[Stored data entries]
________________________

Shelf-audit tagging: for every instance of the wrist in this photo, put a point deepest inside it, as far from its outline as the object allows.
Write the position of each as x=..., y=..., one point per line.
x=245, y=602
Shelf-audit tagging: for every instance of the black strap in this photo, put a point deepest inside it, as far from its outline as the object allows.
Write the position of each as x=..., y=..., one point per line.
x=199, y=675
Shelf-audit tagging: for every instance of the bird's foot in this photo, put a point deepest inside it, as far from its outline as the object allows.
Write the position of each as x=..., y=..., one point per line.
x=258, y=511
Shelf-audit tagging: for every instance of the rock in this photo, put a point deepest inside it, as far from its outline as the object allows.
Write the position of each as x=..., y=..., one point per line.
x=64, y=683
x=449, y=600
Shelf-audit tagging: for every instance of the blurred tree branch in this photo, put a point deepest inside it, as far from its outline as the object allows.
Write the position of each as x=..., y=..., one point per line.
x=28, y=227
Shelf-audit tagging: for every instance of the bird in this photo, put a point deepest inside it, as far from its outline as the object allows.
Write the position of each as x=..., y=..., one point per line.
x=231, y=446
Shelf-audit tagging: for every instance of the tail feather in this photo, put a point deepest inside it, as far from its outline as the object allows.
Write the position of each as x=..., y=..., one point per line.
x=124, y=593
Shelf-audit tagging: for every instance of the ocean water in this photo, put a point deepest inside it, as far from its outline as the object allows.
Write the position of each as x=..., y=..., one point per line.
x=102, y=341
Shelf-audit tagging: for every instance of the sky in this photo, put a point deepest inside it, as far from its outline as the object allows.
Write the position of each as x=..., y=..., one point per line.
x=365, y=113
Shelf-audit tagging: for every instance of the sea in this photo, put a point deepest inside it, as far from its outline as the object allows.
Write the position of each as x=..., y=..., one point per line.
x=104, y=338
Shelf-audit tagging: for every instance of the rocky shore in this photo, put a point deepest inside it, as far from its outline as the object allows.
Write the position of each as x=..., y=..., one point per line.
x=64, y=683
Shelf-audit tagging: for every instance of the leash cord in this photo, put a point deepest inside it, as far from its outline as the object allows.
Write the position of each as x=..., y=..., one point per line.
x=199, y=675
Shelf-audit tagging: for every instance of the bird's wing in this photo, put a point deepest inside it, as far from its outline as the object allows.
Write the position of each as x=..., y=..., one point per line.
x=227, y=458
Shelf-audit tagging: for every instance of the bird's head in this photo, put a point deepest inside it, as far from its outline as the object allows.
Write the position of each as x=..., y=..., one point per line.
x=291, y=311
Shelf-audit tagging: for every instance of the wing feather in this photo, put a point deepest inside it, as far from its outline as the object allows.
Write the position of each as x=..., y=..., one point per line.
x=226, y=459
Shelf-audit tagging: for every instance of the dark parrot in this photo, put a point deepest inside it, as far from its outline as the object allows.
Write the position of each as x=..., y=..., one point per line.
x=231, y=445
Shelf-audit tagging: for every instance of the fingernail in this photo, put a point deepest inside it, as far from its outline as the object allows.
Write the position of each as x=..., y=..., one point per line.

________________________

Task to carry out: Write out each record again, keeping every word as it is.

Reply to the task:
Shelf-audit tagging: for every instance of the wrist in this photo, put a point deepest inside it, as far from its outline as the object allows.
Write the position of each as x=..., y=..., one point per line.
x=245, y=602
Shelf-audit tagging: for every instance of the black strap in this photo, put a point deepest inside it, as far from its outline as the object allows.
Write the position of each as x=..., y=..., one point per line.
x=199, y=675
Shelf-audit tagging: for every instance of the bird's foot in this photo, put a point deepest inside it, as far from its outline as the object allows.
Write the position of each as x=..., y=..., one point per line.
x=258, y=511
Shelf-audit tagging: for every instance of the rock in this photo, put a point deepest inside it, as far from its outline as the object allows.
Write the position of each as x=..., y=..., one point per line.
x=64, y=683
x=449, y=600
Shelf-audit tagging: for every instance of the blurred tree branch in this photo, put a point deepest inside it, as far from its outline as the object allows.
Write the position of each as x=..., y=..., one point per line.
x=28, y=227
Shelf-audit tagging: for every instance of the bird in this photo, put a point deepest inside it, as far from its outline as the object allows.
Write the position of each as x=..., y=..., one point per line.
x=231, y=446
Shelf-audit tagging: for every instance of the tail feather in this photo, put a point deepest inside it, as far from its outline as the object allows.
Write the position of each as x=..., y=..., one point per line.
x=124, y=593
Shelf-audit tagging: for every instance of the ocean water in this photo, put a point deepest inside it, as far from its outline as the object allows.
Write the position of each as x=..., y=..., one point per line.
x=102, y=341
Shelf-audit tagging: for every instance of the sky in this photo, put a point deepest inside it, as far from its outline as the object allows.
Write the position of each as x=..., y=..., one point per line.
x=365, y=113
Shelf-audit tagging: for every instance of the sea in this photo, put a point deepest inside it, as far from its outline as the object allows.
Write the position of each as x=..., y=..., one point per line.
x=104, y=338
Shelf-audit tagging: for every instance of the rocky shore in this photo, put a point deepest inside it, as far from its outline as the object allows.
Write the position of each as x=..., y=..., one point per line.
x=64, y=683
Shelf-audit tagging: for every instance of the leash cord in this photo, put a point deepest inside it, as far from its outline as the object allows.
Write the position of each as x=..., y=..., one point per line.
x=199, y=675
Shelf-audit tagging: for every instance of the bird's wing in this photo, put a point deepest inside it, as far from its outline as the object allows.
Write the position of each as x=..., y=..., one point per line.
x=227, y=458
Shelf-audit tagging: for every instance of the bird's head in this photo, put a point deepest inside it, as far from its outline as the object allows.
Write the position of each as x=..., y=..., one point per line.
x=291, y=311
Shelf-audit tagging: for every instance of the wing feather in this photo, put a point deepest inside it, as far from its outline as the object allows.
Write the position of each as x=..., y=..., one point per line.
x=226, y=459
Shelf-audit tagging: for every instance of the dark parrot in this photo, put a point deepest inside it, as far from its outline as the object allows.
Write the position of each as x=..., y=..., one point per line.
x=231, y=445
Shelf-audit tagging: for every instance of the fingernail in this photo, put a point deepest inside it, as far from its outline as the object allows.
Write the position of each as x=..., y=..., one point per line.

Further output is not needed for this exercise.